▶ ЦИТИРУЕМЫЙ ТЕКСТ:
Эти слова говорят о том, что, по мнению Иеремии, никто не потеснит сыновей Давида на престоле, даже если временно на троне не будет царя из его рода. Очевидно, что в рассуждениях о «вечности» избранной династии Иеремия ссылается на слова пророка Нафана (2 Цар. 7:12-16). В то же время он опускает предупреждение о наказаниях сынов Давида «за грех», как это сделано в описании завета Господа с Давидом по 3-й и 4-й книгам Царств.
Мессианскую личность, потомка Давида, который когда-то придет и станет мудро править над Израилем и Иудой, Иеремия называет «праведной отраслью» (צֶמַח צְדָקָה, Иер. 33:15), «отраслью — праведником» (צַדִּיק צֶמַח, Иер. 23:5)[18]. Послепленный пророк Захария продолжил размышления об «отрасли» (Зах. 3:8; 6:12), пытаясь усмотреть в человеке своего времени того самого помазанника, который восстановит храм. Возможно, Захария возлагал надежды на Зоровавеля (Езд. 3:8)[19], персидского наместника Иудеи (Агг. 1:1), который происходил из рода Давида (Мф. 1:12) и был в числе первой группы репатриантов, вернувшихся из вавилонского плена в Иудею (Езд. 2:64).

▶ ЗАПИСИ ДАННЫХ:
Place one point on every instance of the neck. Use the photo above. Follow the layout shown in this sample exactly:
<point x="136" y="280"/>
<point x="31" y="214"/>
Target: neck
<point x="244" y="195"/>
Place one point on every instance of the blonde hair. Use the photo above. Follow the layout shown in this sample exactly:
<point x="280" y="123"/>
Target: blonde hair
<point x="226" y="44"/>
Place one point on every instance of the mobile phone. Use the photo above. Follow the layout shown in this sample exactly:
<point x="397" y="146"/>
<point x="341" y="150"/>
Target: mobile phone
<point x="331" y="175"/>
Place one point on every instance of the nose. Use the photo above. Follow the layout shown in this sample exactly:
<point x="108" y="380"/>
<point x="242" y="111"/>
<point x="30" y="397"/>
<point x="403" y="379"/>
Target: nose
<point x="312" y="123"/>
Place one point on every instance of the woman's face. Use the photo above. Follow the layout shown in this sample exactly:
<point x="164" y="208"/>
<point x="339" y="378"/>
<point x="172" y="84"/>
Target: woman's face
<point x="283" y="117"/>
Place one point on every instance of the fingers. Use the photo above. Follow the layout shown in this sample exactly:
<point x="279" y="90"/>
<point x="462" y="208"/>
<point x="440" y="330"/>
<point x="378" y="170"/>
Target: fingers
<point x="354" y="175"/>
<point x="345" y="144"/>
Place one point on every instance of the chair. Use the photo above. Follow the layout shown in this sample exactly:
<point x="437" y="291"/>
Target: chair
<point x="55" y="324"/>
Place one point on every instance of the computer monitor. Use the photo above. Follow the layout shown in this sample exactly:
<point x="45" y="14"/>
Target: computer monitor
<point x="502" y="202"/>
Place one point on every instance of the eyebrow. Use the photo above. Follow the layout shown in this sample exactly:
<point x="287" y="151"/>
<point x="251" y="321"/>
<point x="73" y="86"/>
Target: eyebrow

▶ УСЛОВИЕ ЗАДАНИЯ: Замените «Захария» на «Зехария» в отрывке о мессианской «отрасли» и приведите его часть, начиная со слов «Мессианскую личность, потомка» и заканчивая словами «Иудею (Езд. 2:64).».

▶ РЕШЕНИЕ ЗАДАНИЯ:
Мессианскую личность, потомка Давида, который когда-то придет и станет мудро править над Израилем и Иудой, Иеремия называет «праведной отраслью» (צֶמַח צְדָקָה, Иер. 33:15), «отраслью — праведником» (צַדִּיק צֶמַח, Иер. 23:5)[18]. Послепленный пророк Зехария продолжил размышления об «отрасли» (Зах. 3:8; 6:12), пытаясь усмотреть в человеке своего времени того самого помазанника, который восстановит храм. Возможно, Зехария возлагал надежды на Зоровавеля (Езд. 3:8)[19], персидского наместника Иудеи (Агг. 1:1), который происходил из рода Давида (Мф. 1:12) и был в числе первой группы репатриантов, вернувшихся из вавилонского плена в Иудею (Езд. 2:64).